__TASK DESCRIPTION__. Write a continuation of the passage on nutrition for a child with DS, beginning after its final sentence.

__SOURCE PASSAGE__.
###
NUTRITION AND A CHILD WITH DS
The nutritional requirements, the ratio of basic nutritional components & their importance are the same as for typical child. Actually there are no special or different criteria for nutrition in a child with DS. What differs is the metabolism and calorie requirement. Therefore the only difference would be the selection of food. Mothers are too much worried as far as feeding of a child with DS is concerned. I thought if the basics of nutrition & its components, good food/bad food and sources of various nutrients are clear, mothers would be able to select & prepare food easily.
THE BASICS OF NUTRITION:
Nutrition consists of MACRO-NUTRIENTS & MICRO-NUTRIENTS.
Carbohydrates are the body’s main source of fuel and are made up of sugars, starches and fiber. Our bodies break down most carbs into single molecules of sugar which can then be absorbed into the bloodstream.
SIMPLE CARBOHYDRATES (Simple sugar)
Simple carbohydrates are already single or double molecules of sugar and are quickly absorbed and contain little to no nutritional value, other than providing the body with instant energy.
Ends with 'ose'
· Monosaccharide: Single molecule sugar-Glucose, Fructose (found in fruits), Galactose
· Disaccharides: Two molecules of sugar with a bond- Sucrose(table sugar which comes from beet or sugar cane), Maltose, Lactose(found in dairy)
They are important energy source but if consumed alone can lead to sudden increase in blood sugar followed by a sharp fall. The result could be a sudden jolt of energy quickly followed by feeling tired. That is why mono & disaccharides should be consumed with oligo & polysaccharides.
Processed food have high amount of monosaccharides but are not good for health. High fructose & refined sugar intake leads to increased plasma triglycerides that ultimately results in obesity.
Complex carbohydrates are made up of many sugar molecules strung together like a chain. Complex carbohydrates take a longer time to digest and thus help maintain long-term energy production. Complex carbohydrates contain starch and fiber which are important for good health.
Complex carbohydrates include grains, vegetables, nuts and seeds, beans and legumes, corn and potatoes.
· Oligosaccharides: 3-10 sugar molecules linked in a chain- Rafinose, Stachyose
· Polysaccharides: >10 sugar molecules linked in a chain-Starch, Glycogen, Soluble & Insoluble fibers.
Sources of starch
Sources of Glycogen
Sources of Soluble & Insoluble fibers
Dietary fibers are polysaccharides. A diet rich in soluble fiber binds cholesterol and bile acids for excretion rather than absorption, resulting in an overall lower body cholesterol. Moreover the soluble type attracts water to form a gel during digestion, thereby slow the process & allow proper digestion. Contrary to this in insoluble fibers the sugar units are linked together in such a way that the body can't break the bonds and digest them. Thus fibers transit through small intestine without digestion to colon and help in excretion of toxins and waste products, relieves constipation. Based on this nature of fibers, Carbohydrates can be grouped as digestible & indigestible.
We already know that indigestible fibers(carbohydrates) act as a broom & sweep the colon clean, they also undergo bacterial fermentation to increase the growth of healthy bacteria in the lower gut. Thereby they alter composition of microflora in the colon in a beneficial way & maintain intestinal integrity. Thus indigestible carbohydrates act as probiotics.
###
__RECORDS PROVIDED__.
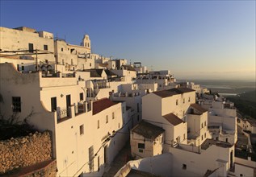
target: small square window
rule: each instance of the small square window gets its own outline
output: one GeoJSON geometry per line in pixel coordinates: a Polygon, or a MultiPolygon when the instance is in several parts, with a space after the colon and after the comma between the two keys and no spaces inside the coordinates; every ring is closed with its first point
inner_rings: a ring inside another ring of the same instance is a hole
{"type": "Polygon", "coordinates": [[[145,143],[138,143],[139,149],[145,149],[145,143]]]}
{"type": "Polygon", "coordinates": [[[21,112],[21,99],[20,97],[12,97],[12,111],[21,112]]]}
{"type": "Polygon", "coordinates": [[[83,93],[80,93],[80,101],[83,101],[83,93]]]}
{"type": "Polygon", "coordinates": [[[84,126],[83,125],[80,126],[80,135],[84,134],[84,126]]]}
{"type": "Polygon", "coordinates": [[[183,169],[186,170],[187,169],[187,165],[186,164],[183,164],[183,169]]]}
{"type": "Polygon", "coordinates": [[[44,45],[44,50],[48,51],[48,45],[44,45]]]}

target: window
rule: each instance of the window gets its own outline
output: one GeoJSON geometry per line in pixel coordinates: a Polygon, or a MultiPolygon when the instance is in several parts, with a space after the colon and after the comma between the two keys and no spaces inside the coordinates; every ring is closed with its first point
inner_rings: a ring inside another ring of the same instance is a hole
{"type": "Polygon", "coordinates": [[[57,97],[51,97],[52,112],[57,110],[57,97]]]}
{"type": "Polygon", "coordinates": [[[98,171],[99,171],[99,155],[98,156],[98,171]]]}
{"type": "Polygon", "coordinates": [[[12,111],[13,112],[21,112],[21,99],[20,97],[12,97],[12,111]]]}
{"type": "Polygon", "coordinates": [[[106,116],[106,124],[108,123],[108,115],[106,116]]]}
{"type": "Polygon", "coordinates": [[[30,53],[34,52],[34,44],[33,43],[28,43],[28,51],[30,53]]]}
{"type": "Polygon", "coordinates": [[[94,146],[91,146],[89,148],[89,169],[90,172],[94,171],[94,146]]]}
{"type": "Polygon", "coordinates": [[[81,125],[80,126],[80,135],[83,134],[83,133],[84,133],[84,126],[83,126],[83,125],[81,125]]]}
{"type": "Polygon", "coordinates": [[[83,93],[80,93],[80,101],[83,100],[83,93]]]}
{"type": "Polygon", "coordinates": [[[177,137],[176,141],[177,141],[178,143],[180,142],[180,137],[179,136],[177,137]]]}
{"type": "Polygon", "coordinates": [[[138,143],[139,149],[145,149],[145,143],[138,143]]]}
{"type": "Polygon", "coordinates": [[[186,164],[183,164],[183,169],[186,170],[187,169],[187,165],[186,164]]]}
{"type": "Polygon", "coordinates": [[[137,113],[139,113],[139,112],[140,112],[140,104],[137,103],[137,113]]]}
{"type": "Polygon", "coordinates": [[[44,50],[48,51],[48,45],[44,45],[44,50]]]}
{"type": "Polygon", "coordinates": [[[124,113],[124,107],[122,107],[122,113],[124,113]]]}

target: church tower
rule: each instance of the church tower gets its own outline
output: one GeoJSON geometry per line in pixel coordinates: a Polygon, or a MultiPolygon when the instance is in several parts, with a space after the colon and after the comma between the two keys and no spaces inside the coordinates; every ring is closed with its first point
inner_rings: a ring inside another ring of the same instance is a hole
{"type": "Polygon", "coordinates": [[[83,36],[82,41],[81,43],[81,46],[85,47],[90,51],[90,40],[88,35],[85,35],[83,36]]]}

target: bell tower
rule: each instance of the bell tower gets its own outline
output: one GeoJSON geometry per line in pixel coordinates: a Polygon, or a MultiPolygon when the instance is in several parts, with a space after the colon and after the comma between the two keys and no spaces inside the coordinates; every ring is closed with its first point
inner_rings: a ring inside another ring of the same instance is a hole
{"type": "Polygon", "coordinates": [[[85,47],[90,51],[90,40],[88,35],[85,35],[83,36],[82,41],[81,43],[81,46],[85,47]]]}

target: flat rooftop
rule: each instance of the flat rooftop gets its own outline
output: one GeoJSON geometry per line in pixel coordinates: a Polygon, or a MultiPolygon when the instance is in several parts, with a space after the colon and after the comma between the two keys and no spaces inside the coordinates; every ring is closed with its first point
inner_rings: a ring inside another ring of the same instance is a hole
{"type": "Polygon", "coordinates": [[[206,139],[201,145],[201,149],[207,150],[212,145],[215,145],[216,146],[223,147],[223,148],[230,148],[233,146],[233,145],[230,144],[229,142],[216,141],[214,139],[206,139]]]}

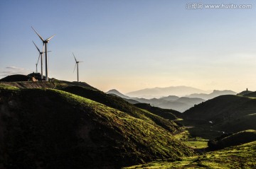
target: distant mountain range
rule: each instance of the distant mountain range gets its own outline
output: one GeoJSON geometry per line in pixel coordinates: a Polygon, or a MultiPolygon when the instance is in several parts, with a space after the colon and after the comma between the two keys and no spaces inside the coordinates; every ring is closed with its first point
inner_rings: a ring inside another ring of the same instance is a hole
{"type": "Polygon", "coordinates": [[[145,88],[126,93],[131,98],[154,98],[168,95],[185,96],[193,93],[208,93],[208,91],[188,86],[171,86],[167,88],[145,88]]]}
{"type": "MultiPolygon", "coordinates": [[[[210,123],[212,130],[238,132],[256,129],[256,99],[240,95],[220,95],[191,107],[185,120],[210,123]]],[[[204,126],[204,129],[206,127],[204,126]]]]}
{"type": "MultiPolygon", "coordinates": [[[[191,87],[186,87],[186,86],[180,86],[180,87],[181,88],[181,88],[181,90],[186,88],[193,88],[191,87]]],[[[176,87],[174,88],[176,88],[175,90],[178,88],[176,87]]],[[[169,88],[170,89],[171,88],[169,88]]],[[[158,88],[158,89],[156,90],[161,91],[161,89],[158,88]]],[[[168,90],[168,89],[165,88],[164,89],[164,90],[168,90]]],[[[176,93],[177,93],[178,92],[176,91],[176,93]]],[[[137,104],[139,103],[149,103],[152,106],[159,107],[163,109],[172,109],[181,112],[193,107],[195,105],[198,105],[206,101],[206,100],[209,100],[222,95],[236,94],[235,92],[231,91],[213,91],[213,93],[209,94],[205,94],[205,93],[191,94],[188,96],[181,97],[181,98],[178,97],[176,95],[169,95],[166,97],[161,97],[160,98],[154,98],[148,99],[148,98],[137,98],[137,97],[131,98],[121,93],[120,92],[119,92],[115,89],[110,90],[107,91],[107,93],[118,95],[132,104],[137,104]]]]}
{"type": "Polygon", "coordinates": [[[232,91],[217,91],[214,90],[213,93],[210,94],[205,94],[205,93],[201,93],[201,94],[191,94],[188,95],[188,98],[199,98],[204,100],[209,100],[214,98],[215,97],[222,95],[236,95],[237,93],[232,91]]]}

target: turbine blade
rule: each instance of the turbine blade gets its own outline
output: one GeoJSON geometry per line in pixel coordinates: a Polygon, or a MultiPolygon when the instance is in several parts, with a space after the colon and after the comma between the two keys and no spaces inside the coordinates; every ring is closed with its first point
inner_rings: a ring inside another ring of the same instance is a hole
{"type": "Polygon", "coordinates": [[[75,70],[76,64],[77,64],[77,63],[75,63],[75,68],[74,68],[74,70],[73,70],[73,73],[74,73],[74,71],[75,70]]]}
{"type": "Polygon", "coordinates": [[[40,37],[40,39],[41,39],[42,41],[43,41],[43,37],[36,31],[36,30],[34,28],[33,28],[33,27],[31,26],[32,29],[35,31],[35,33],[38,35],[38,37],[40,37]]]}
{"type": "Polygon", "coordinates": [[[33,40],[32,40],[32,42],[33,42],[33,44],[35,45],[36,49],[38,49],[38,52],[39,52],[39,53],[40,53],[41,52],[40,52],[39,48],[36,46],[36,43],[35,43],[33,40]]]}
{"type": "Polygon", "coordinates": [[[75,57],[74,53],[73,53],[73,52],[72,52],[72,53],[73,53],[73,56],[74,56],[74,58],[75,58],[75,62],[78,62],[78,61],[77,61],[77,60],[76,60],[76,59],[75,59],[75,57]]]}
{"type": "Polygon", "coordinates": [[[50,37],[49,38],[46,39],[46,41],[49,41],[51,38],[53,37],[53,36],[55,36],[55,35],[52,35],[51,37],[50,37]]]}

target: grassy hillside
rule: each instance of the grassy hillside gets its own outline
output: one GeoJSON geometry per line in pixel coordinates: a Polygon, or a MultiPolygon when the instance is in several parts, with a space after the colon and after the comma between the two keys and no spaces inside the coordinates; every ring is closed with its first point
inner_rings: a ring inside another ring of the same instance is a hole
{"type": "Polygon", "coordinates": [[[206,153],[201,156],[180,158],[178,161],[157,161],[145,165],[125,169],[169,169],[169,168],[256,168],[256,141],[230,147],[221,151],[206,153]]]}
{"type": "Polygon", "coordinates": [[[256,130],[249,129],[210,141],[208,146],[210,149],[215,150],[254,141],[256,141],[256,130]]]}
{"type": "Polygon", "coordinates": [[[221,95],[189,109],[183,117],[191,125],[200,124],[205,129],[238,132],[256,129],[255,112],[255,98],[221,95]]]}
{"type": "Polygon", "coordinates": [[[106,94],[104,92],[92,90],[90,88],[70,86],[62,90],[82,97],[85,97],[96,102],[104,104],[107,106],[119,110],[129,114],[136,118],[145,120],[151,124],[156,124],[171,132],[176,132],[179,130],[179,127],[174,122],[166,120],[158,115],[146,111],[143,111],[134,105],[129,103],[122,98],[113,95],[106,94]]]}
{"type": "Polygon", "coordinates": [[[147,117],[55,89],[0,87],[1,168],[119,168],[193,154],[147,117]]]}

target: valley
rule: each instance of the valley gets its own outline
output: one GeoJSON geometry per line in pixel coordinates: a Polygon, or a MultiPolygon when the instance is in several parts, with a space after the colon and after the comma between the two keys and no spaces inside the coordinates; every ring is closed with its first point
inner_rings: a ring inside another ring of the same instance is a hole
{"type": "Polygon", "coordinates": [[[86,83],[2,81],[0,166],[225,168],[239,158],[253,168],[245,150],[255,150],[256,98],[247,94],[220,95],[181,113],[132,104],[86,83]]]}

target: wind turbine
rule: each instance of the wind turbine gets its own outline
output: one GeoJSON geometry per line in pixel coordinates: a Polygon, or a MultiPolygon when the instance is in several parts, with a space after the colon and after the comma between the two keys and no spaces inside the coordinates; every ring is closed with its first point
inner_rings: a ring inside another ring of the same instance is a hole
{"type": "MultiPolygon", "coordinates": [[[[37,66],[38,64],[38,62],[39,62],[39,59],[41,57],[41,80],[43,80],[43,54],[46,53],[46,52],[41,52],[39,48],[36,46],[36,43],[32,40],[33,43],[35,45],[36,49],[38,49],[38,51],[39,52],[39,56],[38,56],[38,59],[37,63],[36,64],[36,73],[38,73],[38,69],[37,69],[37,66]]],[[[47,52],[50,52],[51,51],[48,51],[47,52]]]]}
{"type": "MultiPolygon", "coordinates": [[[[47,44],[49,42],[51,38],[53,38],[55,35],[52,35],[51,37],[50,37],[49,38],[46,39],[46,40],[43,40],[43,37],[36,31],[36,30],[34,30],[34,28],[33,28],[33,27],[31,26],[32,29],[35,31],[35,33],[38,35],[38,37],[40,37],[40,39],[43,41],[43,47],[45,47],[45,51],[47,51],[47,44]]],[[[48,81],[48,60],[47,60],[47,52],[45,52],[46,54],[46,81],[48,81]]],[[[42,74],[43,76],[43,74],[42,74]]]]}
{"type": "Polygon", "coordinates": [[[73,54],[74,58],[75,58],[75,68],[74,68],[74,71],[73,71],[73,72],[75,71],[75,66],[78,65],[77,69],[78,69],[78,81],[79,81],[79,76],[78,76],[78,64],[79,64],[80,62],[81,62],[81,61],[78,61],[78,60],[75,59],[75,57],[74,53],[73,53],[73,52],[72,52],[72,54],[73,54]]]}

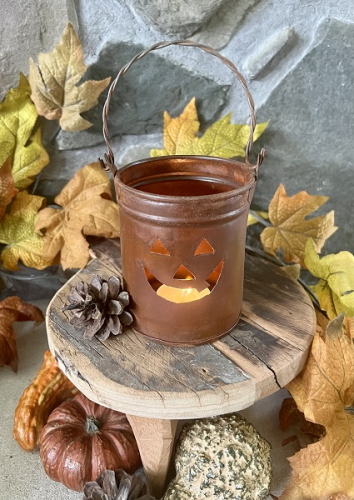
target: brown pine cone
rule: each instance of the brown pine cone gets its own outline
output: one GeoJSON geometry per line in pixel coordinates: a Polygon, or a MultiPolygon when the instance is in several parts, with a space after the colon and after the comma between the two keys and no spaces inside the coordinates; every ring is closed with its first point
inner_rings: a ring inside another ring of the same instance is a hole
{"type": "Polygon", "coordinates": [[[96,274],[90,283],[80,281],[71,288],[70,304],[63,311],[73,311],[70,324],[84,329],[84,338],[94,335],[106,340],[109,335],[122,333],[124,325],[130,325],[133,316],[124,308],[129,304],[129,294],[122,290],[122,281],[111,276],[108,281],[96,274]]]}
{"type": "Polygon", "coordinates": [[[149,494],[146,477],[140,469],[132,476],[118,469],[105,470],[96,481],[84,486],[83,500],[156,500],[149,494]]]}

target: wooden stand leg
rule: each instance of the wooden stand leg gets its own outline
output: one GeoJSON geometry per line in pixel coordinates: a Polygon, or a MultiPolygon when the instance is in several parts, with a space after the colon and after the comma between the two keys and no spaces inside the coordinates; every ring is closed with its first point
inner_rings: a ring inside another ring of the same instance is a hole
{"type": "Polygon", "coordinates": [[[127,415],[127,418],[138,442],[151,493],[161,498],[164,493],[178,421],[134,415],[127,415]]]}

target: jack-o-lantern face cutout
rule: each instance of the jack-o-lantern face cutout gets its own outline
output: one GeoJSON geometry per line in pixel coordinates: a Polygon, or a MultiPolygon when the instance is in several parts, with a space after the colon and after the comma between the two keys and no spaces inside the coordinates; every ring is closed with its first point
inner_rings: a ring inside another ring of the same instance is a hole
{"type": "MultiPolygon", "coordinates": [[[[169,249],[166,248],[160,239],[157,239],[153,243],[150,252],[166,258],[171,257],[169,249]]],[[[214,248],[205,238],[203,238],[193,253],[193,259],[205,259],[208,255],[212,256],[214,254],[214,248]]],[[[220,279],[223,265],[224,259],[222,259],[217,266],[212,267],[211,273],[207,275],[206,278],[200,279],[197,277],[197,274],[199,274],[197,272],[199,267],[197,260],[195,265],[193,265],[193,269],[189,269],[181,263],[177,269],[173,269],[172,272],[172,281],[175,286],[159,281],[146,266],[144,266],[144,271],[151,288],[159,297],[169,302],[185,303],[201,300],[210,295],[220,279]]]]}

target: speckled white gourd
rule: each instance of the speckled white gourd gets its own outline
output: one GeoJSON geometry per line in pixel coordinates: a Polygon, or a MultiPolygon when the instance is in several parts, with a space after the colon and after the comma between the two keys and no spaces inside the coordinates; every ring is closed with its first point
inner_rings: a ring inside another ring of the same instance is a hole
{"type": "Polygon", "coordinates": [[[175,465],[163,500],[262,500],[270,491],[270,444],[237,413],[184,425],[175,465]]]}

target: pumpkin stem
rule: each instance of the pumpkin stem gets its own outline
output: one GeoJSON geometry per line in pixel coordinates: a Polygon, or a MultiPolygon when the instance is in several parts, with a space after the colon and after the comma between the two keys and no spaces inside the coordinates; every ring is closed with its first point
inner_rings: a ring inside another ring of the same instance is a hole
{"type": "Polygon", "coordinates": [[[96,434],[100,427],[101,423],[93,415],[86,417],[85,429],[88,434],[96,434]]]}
###
__RESPONSE FOR THIS EXERCISE__.
By now I hope you have clear idea about Carbohydrates. I will give some more details about good & bad Carbohydrates & few more sources of carbohydrates. Before that I would like to make you understand the meaning of Pro & Prebiotics.
Probiotics: Probiotics refer to useful living organisms that maintain intestinal integrity. Lactic acid producing living bacteria are beneficial. Yogurt or curd are traditional form of consumption of such bacteria.
Prebiotics: Prebiotics refer to substances that promote growth of useful bacteria in large intestine. Food sources of prebiotics are oat meal,whole grain, legumes, onions, greens & fruits.
Few more examples of healthy carbs & sources of fibers.
Vegetable Source of fibers
There are standard recommended dietary allowances. Around 45-60% calories should be obtained from carbohydrate.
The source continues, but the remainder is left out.